_Excerpt_
'''

Write latency by OTC Flavor Type: Regarding write latency, the four OTC configurations are very similar in the average case. The overall spread of average latencies lies between 4.5ms and 5.8ms. Surprisingly, the latency of the HDD flavors is better than of the SSD flavors. On the other hand, there is barely any difference between the c4 and the s3 flavor when the same storage backend is used.
This tendency is also visible in case of the 90th percentile as well as the 95th percentile. In the latter case, the SSD flavors are about 1-2 ms (10—18%) slower than their HDD counterparts. For the 99th percentile, however, the latency in the SSD cases grows dramatically and the SSD configurations are twice as slow as the HDDs.

'''

_Record excerpts_

'''

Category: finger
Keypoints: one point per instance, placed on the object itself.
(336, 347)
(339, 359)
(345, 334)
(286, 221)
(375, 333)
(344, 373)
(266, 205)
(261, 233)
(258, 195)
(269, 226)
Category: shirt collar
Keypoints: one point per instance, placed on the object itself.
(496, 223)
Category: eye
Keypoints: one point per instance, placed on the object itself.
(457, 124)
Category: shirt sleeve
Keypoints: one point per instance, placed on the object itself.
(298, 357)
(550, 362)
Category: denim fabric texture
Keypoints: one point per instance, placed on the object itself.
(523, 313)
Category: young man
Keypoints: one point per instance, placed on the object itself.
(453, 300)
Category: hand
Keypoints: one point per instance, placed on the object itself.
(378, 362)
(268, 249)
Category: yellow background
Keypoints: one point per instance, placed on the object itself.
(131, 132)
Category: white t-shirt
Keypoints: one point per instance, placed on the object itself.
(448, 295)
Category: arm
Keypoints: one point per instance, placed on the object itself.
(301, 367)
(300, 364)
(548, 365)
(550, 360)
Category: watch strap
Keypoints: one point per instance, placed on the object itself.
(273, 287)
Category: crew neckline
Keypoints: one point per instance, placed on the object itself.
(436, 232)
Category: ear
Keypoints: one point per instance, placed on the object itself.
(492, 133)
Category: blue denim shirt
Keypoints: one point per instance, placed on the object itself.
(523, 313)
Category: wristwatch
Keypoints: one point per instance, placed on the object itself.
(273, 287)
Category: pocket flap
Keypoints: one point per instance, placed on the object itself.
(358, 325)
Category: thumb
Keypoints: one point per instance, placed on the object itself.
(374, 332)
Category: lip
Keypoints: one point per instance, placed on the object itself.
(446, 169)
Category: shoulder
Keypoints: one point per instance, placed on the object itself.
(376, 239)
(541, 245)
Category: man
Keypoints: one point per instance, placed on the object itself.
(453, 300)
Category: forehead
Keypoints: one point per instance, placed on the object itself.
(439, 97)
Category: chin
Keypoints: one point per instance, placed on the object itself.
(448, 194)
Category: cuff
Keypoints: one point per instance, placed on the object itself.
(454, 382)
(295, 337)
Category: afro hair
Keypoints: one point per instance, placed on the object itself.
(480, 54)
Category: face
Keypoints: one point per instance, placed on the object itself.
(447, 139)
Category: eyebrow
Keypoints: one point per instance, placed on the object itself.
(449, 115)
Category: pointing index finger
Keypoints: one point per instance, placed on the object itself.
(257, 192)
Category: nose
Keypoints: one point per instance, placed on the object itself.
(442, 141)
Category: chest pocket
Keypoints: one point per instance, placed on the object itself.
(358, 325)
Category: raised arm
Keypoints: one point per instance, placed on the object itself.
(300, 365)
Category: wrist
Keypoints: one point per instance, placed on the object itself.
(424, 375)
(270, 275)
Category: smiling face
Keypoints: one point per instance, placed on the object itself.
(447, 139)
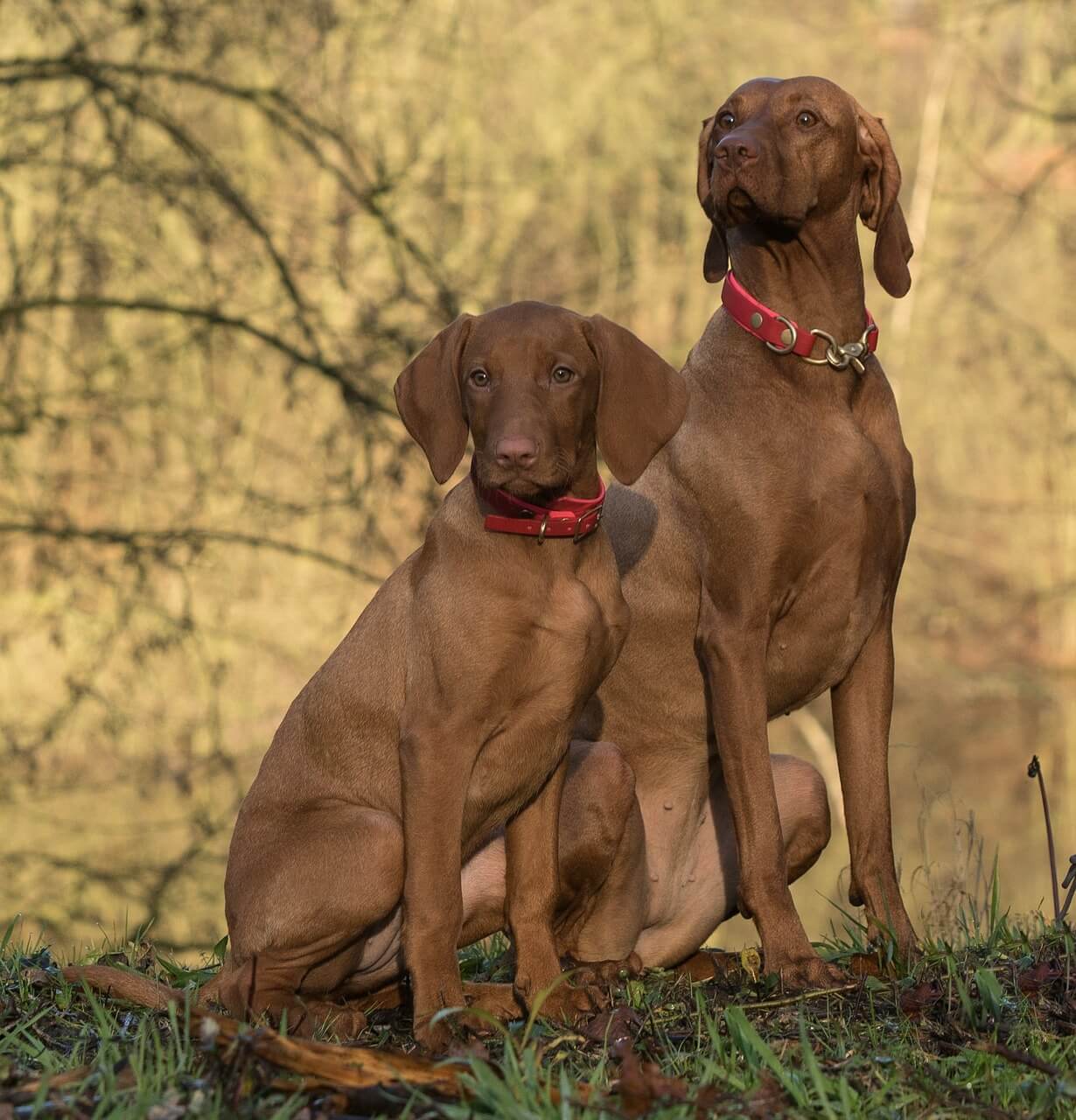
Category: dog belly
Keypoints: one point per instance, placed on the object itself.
(381, 960)
(813, 647)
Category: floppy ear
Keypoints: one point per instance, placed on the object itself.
(642, 402)
(429, 402)
(879, 207)
(716, 259)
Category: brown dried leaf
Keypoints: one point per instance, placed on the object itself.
(767, 1099)
(1040, 976)
(615, 1027)
(324, 1064)
(643, 1085)
(863, 964)
(916, 1000)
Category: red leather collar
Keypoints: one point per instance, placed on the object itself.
(785, 336)
(568, 516)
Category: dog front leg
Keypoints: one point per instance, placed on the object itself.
(532, 888)
(433, 791)
(735, 659)
(863, 709)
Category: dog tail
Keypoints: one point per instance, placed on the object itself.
(130, 986)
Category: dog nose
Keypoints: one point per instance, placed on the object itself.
(737, 149)
(515, 452)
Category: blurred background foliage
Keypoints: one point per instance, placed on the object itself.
(225, 228)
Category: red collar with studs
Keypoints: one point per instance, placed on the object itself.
(565, 516)
(785, 336)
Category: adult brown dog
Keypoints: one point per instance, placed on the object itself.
(438, 732)
(761, 550)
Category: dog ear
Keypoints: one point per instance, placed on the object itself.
(429, 401)
(879, 207)
(642, 401)
(716, 259)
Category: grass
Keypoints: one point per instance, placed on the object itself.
(982, 1025)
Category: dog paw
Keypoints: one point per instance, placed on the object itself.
(569, 1003)
(606, 973)
(807, 973)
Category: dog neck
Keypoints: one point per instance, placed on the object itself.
(551, 514)
(815, 276)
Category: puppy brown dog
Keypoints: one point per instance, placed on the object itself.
(760, 552)
(439, 729)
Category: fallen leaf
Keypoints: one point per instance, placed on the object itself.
(1043, 975)
(767, 1099)
(642, 1084)
(751, 963)
(863, 964)
(614, 1027)
(914, 1001)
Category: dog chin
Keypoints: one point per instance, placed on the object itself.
(741, 208)
(525, 486)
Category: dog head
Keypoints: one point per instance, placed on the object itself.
(779, 152)
(536, 385)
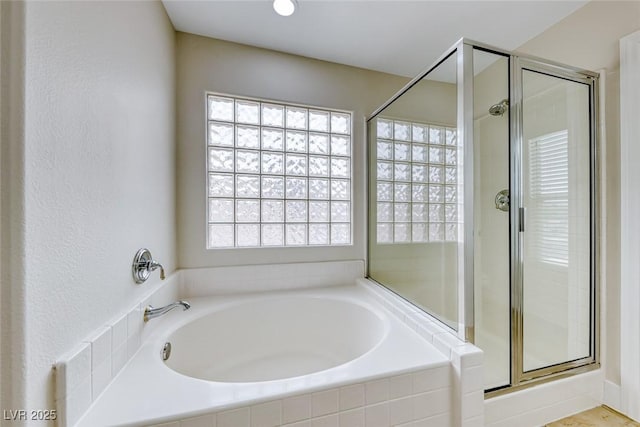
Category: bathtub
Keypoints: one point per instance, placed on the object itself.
(238, 351)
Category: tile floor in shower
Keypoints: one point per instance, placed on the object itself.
(600, 416)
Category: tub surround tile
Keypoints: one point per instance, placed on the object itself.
(324, 402)
(296, 408)
(414, 398)
(377, 391)
(401, 411)
(100, 377)
(305, 423)
(119, 333)
(74, 371)
(466, 398)
(72, 406)
(134, 329)
(327, 421)
(352, 418)
(266, 414)
(204, 421)
(234, 418)
(101, 348)
(431, 379)
(351, 397)
(401, 386)
(198, 282)
(377, 415)
(84, 373)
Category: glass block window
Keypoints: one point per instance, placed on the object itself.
(419, 183)
(278, 175)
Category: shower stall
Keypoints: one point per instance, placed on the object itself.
(482, 208)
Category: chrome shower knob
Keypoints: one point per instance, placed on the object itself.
(143, 265)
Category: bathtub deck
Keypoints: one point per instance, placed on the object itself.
(148, 392)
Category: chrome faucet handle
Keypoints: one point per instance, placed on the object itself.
(143, 265)
(153, 265)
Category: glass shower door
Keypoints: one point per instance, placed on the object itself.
(555, 222)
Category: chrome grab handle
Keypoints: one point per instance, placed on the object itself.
(502, 200)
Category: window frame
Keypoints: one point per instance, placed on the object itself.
(350, 198)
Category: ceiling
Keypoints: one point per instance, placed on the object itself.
(394, 36)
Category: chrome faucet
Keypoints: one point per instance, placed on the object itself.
(152, 313)
(143, 265)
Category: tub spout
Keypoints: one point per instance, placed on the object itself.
(152, 313)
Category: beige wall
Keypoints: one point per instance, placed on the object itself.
(589, 38)
(205, 64)
(98, 171)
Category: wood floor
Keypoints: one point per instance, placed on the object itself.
(600, 416)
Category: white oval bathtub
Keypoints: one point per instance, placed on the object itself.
(230, 351)
(274, 339)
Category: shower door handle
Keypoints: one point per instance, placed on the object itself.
(522, 213)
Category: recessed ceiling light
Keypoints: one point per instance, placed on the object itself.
(284, 7)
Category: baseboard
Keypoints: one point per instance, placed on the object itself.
(611, 395)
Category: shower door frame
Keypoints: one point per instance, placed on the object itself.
(463, 49)
(520, 378)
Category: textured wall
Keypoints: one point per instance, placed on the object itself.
(99, 169)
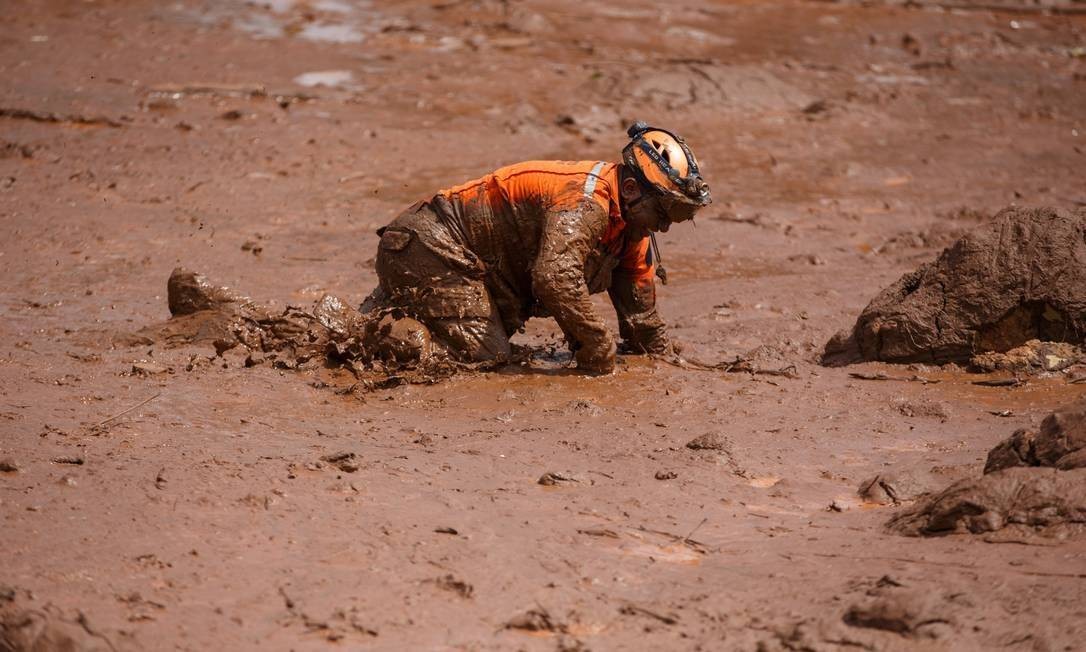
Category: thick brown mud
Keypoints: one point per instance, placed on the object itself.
(1014, 280)
(245, 474)
(1034, 483)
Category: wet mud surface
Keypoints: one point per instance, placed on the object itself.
(1014, 280)
(161, 488)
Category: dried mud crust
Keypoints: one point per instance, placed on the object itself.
(30, 628)
(1033, 481)
(381, 349)
(1015, 279)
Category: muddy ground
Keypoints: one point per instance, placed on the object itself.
(845, 143)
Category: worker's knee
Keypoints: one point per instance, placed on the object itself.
(401, 340)
(474, 339)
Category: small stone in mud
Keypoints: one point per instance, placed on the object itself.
(922, 409)
(188, 292)
(149, 368)
(585, 408)
(553, 477)
(343, 461)
(1059, 442)
(709, 441)
(911, 612)
(894, 487)
(535, 619)
(451, 584)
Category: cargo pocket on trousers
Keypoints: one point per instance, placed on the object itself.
(395, 240)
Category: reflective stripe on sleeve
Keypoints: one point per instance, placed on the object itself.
(590, 184)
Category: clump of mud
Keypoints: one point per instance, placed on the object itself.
(45, 628)
(1060, 442)
(1018, 278)
(381, 349)
(1034, 483)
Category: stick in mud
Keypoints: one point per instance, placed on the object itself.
(120, 414)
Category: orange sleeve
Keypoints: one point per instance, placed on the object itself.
(636, 262)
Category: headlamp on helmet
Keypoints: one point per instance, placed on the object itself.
(661, 162)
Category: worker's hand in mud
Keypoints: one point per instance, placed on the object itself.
(598, 359)
(659, 346)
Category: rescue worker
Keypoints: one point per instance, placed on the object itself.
(476, 261)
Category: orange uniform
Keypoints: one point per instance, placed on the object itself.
(476, 261)
(563, 186)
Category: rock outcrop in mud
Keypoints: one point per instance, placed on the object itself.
(1021, 277)
(380, 349)
(1047, 500)
(1036, 480)
(47, 630)
(1060, 443)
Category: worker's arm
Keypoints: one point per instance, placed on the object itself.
(558, 283)
(633, 295)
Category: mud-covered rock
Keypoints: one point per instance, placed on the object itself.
(1045, 500)
(1020, 277)
(710, 441)
(897, 486)
(32, 630)
(188, 292)
(911, 612)
(1034, 355)
(1060, 442)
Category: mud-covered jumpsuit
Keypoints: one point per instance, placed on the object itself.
(533, 239)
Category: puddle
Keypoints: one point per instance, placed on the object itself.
(330, 33)
(765, 481)
(330, 78)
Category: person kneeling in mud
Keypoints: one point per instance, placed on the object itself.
(475, 262)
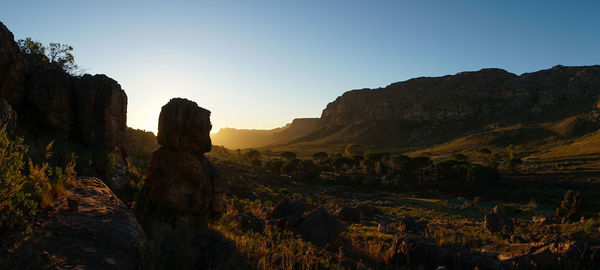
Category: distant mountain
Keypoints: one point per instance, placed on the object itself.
(428, 111)
(248, 138)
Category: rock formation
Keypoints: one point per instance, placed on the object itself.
(499, 221)
(180, 178)
(90, 229)
(431, 110)
(12, 67)
(8, 117)
(89, 109)
(320, 227)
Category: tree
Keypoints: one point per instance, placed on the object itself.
(354, 150)
(320, 157)
(288, 155)
(30, 46)
(308, 169)
(60, 55)
(570, 207)
(418, 165)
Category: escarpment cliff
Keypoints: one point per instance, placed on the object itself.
(426, 111)
(89, 109)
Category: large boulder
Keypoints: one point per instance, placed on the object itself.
(8, 117)
(48, 98)
(499, 221)
(287, 213)
(184, 126)
(12, 68)
(320, 227)
(90, 228)
(184, 182)
(101, 107)
(180, 178)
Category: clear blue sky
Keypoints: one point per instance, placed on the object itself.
(259, 64)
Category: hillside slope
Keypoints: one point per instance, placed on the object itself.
(248, 138)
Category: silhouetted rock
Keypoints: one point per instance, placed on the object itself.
(499, 221)
(320, 227)
(249, 222)
(287, 213)
(8, 117)
(99, 233)
(12, 68)
(180, 178)
(354, 213)
(430, 110)
(184, 182)
(289, 208)
(101, 107)
(49, 98)
(408, 224)
(184, 126)
(419, 252)
(217, 253)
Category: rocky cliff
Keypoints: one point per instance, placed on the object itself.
(89, 109)
(425, 111)
(247, 138)
(181, 179)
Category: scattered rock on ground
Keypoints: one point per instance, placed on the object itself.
(90, 229)
(320, 227)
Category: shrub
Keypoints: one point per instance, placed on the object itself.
(462, 177)
(15, 202)
(570, 207)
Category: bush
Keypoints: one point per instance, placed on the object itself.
(570, 207)
(16, 203)
(464, 178)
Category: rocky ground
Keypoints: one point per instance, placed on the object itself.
(88, 228)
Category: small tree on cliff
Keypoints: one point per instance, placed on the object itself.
(60, 55)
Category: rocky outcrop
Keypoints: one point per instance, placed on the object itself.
(183, 126)
(8, 117)
(12, 67)
(101, 109)
(90, 109)
(247, 138)
(499, 221)
(354, 213)
(320, 227)
(90, 229)
(431, 110)
(181, 179)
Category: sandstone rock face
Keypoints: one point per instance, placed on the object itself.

'''

_Tasks and exercises_
**A)** Based on the write latency excerpt, mark each statement yes or no and quote the words from the excerpt that decide it. (i) The average write latencies of the four OTC configurations fall between 4.5ms and 5.8ms. (ii) On average, the SSD flavors show lower write latency than the HDD flavors. (iii) At the 99th percentile, the SSD configurations are twice as slow as the HDDs.
**B)** Continue the text on write latency by OTC flavor type, starting right after its final sentence.
None of the items is needed here.

_In response_
**A)**
(i) Yes: "The overall spread of average latencies lies between 4.5ms and 5.8ms."
(ii) No: "Surprisingly, the latency of the HDD flavors is better than of the SSD flavors."
(iii) Yes: "the SSD configurations are twice as slow as the HDDs."

**B)**
| ID | AVG | P95 | P99 |
|---|---|---|---|
| c4-hdd | 2 | 2 | 2 |
| s3-hdd | 1 | 1 | 1 |
| c4-ssd | 3 | 3 | 4 |
| s3-ssd | 4 | 4 | 3 |
Bottom line (write latency):
- For write-heavy workload there is very little difference between the c4 and the s3 flavor
- The storage backend dominates performance
- HDD performs better than SSD for write-heavy workloads



Read latency by OTC Flavor Type: The numbers for read latency are very surprising in several aspects: First, the average latency for the HDD configurations is very high: 42 ms and 43 ms respectively. The SSD configurations range at 6 ms and 7 ms respectively and are comparable to the write latency case. This is even more surprising as the latencies for the 90th percentiles are similar between SSD and HDD variant (still, there is very little difference between c4 and s3). With the 95th and beyond percentiles the values for the HDD case go through the roof, while the SSD values remain in the same order of magnitude as was seen in the write latency case.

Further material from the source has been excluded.